▸ **Request**
Retype the complete listing exactly as it appears.

▸ **Information provided**
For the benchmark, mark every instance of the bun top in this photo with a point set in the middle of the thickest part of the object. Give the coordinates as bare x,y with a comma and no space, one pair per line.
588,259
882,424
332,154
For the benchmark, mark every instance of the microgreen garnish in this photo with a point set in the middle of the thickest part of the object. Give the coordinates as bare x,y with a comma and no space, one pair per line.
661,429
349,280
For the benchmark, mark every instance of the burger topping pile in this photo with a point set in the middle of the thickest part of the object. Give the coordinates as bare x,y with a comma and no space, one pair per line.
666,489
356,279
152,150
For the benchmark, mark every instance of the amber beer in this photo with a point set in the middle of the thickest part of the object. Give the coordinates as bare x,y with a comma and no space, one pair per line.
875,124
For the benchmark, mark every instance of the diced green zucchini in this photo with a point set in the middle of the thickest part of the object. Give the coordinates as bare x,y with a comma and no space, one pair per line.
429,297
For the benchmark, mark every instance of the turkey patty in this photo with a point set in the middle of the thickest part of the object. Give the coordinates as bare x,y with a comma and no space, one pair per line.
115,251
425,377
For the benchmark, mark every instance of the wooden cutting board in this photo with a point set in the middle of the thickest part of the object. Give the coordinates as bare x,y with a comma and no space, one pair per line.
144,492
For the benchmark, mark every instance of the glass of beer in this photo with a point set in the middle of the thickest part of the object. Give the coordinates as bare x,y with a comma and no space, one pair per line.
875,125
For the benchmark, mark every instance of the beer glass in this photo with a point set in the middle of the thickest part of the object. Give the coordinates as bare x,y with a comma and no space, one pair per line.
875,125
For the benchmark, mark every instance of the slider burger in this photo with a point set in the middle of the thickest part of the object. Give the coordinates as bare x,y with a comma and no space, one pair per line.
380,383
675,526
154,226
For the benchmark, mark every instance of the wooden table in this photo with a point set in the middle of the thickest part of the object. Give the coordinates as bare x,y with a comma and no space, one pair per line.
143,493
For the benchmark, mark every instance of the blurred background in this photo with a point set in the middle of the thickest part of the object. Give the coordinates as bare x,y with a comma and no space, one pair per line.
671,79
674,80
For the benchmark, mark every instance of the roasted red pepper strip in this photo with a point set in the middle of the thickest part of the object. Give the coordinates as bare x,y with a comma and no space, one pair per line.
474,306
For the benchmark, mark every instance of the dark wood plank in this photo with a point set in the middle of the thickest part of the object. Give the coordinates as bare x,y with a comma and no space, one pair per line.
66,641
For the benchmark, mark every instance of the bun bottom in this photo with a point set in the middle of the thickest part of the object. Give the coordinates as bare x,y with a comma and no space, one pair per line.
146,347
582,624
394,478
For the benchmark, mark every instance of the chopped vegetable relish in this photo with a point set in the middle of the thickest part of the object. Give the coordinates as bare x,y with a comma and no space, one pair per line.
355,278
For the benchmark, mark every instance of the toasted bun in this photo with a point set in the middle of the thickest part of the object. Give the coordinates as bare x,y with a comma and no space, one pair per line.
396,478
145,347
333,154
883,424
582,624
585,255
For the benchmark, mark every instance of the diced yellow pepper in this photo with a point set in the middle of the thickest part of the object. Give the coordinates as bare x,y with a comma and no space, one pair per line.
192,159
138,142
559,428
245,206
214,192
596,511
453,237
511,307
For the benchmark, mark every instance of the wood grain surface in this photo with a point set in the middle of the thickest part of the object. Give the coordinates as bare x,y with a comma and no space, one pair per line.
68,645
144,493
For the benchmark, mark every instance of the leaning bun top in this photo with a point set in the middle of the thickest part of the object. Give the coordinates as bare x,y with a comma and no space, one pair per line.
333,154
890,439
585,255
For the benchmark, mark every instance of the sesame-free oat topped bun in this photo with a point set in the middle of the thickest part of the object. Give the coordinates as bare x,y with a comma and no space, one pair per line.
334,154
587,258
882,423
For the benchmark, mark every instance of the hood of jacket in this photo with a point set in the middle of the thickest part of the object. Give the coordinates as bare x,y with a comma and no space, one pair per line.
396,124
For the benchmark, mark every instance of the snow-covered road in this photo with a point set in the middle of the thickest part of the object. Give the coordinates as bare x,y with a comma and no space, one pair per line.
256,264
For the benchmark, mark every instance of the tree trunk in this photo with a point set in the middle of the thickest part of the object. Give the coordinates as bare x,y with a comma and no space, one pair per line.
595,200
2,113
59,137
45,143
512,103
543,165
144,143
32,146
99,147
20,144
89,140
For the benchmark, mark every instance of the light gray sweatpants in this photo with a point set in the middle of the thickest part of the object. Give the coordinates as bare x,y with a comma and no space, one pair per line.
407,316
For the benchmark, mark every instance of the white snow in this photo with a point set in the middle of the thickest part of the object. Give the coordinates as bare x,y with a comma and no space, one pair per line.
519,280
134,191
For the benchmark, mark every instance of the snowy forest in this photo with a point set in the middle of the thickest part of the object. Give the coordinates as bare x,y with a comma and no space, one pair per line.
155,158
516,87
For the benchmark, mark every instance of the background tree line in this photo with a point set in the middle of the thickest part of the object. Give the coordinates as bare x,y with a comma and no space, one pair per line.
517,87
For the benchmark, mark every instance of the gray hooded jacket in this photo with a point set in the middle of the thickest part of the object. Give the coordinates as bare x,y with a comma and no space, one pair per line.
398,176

▸ **Task answer**
For the benchmark, mark every instance of the bun top in this photo with a point set in the middle of the thickest part of the object. Give the coordinates as bare x,y with a comma and no space, one pair per line.
588,259
882,424
332,154
For the benchmark, mark every instance of the microgreen garnish in this photo with a point set in the middle of the thickest part of the object. Give the coordinates as bare x,y with a comma and no space, one pair per line.
661,429
349,280
For the benchmark, mark every instance of the burger topping pile in this photo with a point set in the middle of the thickest part of the object. Give the coordinates as bare x,y with a comma and no space, one pair per line.
666,489
356,279
152,150
For the benchmark, mark every instance of the amber beer in this photo with a point set in the middle of the thickest part of the object. Give the coordinates as bare x,y with a comma and no space, one pair per line.
875,124
For the benchmark, mark every instance of the diced green zucchini in this photo with a point set in the middle of the thickest part of the object. Give the coordinates as bare x,y with a comma and no space, one pair per line.
429,297
For the benchmark, mark every instance of the turkey patty in this photo with a point set in the middle of the thickest part of the object. Give the coordinates as bare x,y with a comma and no space, one pair per line.
115,251
425,377
For the benchmark, mark every instance of the wooden cutting board in this photo with a point set in the middle of the thickest part of the object. Give the coordinates as bare x,y with a comma and no space, one pair per line.
144,492
For the benchmark, mark every instance of the glass of beer in this photo with a point set in the middle of the thickest part of the object. Give the coordinates as bare x,y with a comma and no space, one pair per line.
875,125
For the benchmark, mark every instance of the beer glass in this photo with a point set in the middle of the thickest part of the object. Give the coordinates as bare x,y with a comma and no space, one pair per line.
875,125
For the benchmark, mark every instance of the slider burger in this photo with a point set in the middle of the thickest part of the object. Give the coordinates as bare x,y with a comma and no space, one pair per line.
380,383
675,526
154,226
For the benchmark, mark every instance of the wooden table in this photo with a point set in the middle of the thickest part of the object. Give the coordinates as bare x,y with a comma and no space, one pair per line.
143,493
For the benchmark, mark every instance of the blurred background in this photo with a point set in the middle of the thickest part of the object. Give the coordinates as bare x,y with a comma and no space, one pair per line.
671,79
674,80
For the benchmark, mark every instance of the roasted red pepper strip in this photo with a point set in the middle of the thickest part of the object. Give the coordinates as bare x,y with a comma and no space, one pair per line.
474,306
For the benchmark, mark every instance of the dark wood plank in this photo with a point set in the middle of the thickest part of the object. Give the coordinates as bare x,y with a comma and no space, one pair per line.
66,641
For the benchmark, mark every instance of the bun bottom in this photo with a point set in the middle of the thickest part of the object. Give the coordinates as bare x,y with a comma and no space, one pair per line.
146,347
582,624
394,478
For the benchmark, mark every instance of the chopped vegetable relish in this photo with a point set in the middle of the thickest part of the object. Give the coordinates as bare x,y with a comma and no space, one pair per line.
355,278
For the benchmark, mark every instance of the toasted bun in this photo with a point set in the middle of the thickest part of the object. Give the coordinates as bare x,y with a comma and no space, one pair per line.
396,478
145,347
333,154
883,424
582,624
585,255
For the benchmark, mark every instance of the diced yellow pepper in this photo with a point set in the middle of the thickest part of the object. Give the coordinates as bare x,y with a comma and no space, one pair per line.
192,159
138,142
559,428
245,206
214,192
596,511
453,237
511,307
For the benchmark, mark every instance of the wood grain surface in this photo with a point set in the middle of the thickest part of the object. Give the coordinates as bare x,y with a comma and no space, one pair per line.
68,645
144,493
For the benchmark, mark every instance of the leaning bun top in this photo with a point set in the middle of the thickest part of the object. Give the coordinates as bare x,y with a comma and no space, one pair per line.
333,154
890,439
585,255
For the benchmark, mark every instance of the sesame-free oat topped bun in this photo with a point set in the middle of the thickest part of the object. Give the coordinates as bare x,y with a comma and no space, one pair per line.
334,154
587,258
882,423
For the benchmark, mark every instance of the hood of jacket in this photo with a point set in the middle of the thickest part of the object. Give the coordinates as bare x,y with a comma and no space, one pair per line.
396,124
For the benchmark, mark every instance of the snow-covered road in this photo with a point set in the middle of the thickest part of the object. Give the coordinates as bare x,y with a comma and no space, one pair per line.
256,264
For the benchmark, mark every instance of the tree trunk in this photo with a point set in the middle of the thickest part of the object. Give the coordinates as bare x,y with a comma and no space, one pair per line.
595,200
2,113
59,137
45,143
512,103
543,165
144,143
32,146
99,147
20,144
89,140
For the benchmark, mark every instance of the light gray sweatpants in this photo with a point set in the middle of the thickest part of the object. Give the coordinates as bare x,y with a comma and no space, one pair per line.
407,316
For the benchmark, mark every instance of the white snow in this photo with a point set in the middle of the thickest part of the object. Give the coordinates as bare x,y with a comma and no space, one pair per line.
519,280
134,191
For the benchmark, mark every instance of the snowy forest in this photo with a point set in the middle of the thickest part of the object. Give the coordinates as bare x,y with a comma and no space, one pair per line.
155,158
516,87
For the benchmark, mark every instance of the background tree line in this photo with a point set in the middle of the thickest part of the object. Give the coordinates as bare x,y with a comma and no space, one pair per line.
517,87
For the benchmark, mark every instance of the gray hooded jacket in this photo with a point set in the middle of the thickest part of the object. Give the coordinates as bare x,y with a comma and no space, one pair per line.
398,176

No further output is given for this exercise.